GIVEN REQUEST → Turn the lines below into a numbered list, leaving out any blank lines.

** BEGIN RECORDED DATA **

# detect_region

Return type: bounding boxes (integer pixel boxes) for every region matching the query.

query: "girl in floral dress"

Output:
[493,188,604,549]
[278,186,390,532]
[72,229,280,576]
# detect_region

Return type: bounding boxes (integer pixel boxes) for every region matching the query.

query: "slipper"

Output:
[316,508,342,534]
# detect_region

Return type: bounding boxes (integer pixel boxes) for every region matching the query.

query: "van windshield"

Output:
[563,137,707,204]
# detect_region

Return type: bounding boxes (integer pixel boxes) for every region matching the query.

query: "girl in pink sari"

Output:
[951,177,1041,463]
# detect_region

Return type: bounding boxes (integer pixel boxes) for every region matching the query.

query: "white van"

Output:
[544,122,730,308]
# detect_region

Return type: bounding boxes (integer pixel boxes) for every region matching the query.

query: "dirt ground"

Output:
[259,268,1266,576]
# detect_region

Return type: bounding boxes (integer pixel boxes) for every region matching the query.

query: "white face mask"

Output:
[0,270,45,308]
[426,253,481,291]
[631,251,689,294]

** END RECORDED DATA **

COMPLETED TASK →
1. # detect_region
2. Return type: bounding boxes (integer pixel boxes) for every region matching the query.
3. query: "girl in floral dress"
4. Output:
5. [493,188,604,549]
6. [278,186,390,532]
7. [72,229,280,576]
8. # detect_region
9. Return type: bounding boxes (integer pixel boxes) for every region matching the query.
10. query: "slipper"
11. Output:
12. [316,508,342,534]
13. # detect_region
14. Return type: bounding boxes (integer pixel boxes) for every region matching the query.
15. query: "van windshield"
16. Output:
17. [563,137,707,204]
18. # detect_region
19. Return type: bounding boxes (integer pixel boxes) for every region matching the query.
20. query: "girl in pink sari"
21. Output:
22. [951,177,1041,463]
23. # detect_region
24. Return type: bounding boxes (integer pixel boxes) for every region matching the query.
25. query: "white van"
26. Output:
27. [544,122,730,308]
28. # detect_region
29. Return type: bounding boxes (integer pixel boxes) for every region matching the query.
30. query: "dirt ground"
31. Output:
32. [259,268,1266,576]
33. # detect_region
34. Return type: bounding boxes (integer pixel boxes) for every region matching the query.
35. query: "white face mask"
36. Output:
37. [0,270,45,308]
38. [426,253,481,291]
39. [631,251,689,294]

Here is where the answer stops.